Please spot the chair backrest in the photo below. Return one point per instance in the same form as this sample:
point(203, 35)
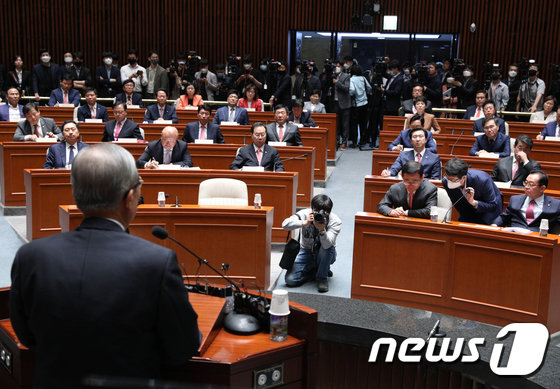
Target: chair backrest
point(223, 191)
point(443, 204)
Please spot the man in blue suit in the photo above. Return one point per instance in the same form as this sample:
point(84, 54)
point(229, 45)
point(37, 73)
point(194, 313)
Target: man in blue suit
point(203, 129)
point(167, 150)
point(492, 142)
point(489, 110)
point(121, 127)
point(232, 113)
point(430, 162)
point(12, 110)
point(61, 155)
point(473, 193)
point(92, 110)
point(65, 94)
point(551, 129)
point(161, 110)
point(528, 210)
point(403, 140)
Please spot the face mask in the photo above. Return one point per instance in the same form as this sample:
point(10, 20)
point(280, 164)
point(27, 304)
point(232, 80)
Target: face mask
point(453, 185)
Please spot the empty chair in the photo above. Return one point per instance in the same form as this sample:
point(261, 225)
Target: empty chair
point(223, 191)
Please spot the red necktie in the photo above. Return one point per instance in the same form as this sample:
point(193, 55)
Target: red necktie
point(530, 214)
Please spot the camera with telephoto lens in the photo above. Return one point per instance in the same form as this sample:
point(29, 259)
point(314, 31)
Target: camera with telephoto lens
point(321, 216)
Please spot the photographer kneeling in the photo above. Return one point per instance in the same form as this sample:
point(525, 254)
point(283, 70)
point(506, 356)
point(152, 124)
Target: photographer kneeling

━━━━━━━━━━━━━━━━━━━━

→ YOUR OBJECTIVE
Change every "spot" in the items above to "locate" and give the items again with nothing else altered, leaving out the pictures.

→ ANSWER IN FULL
Please locate the chair backrest in the photo below. Return one point per instance in the same form as this sample:
point(203, 35)
Target: chair backrest
point(223, 191)
point(443, 204)
Please locate the man in blue suit in the photo above. Return one point per instance in the same form as this sample:
point(84, 54)
point(229, 45)
point(37, 73)
point(194, 313)
Target: man in blue suit
point(203, 129)
point(167, 150)
point(492, 142)
point(489, 110)
point(121, 127)
point(232, 113)
point(430, 162)
point(12, 110)
point(61, 155)
point(473, 193)
point(92, 110)
point(65, 94)
point(551, 129)
point(161, 110)
point(528, 210)
point(403, 140)
Please locate the face mask in the photo above. Return one point per instance in the same form as this sample:
point(10, 20)
point(280, 164)
point(27, 304)
point(232, 80)
Target: face mask
point(453, 185)
Please locate the empty chair in the photo above. Return one point per instance in the same form as this sample:
point(261, 225)
Target: empty chair
point(223, 191)
Please locate the red necktie in the photo above. Return one point per instance in the same form as this sample:
point(193, 55)
Target: red necktie
point(530, 214)
Please locate the camera with telephoto lens in the photo above. Return one point per instance in the same form as this sample:
point(29, 259)
point(314, 31)
Target: camera with telephoto lens
point(321, 216)
Please locate the photographer kneeling in the photo above. Return one point per instance in the same form as this sample:
point(525, 254)
point(283, 70)
point(506, 356)
point(152, 124)
Target: photographer kneeling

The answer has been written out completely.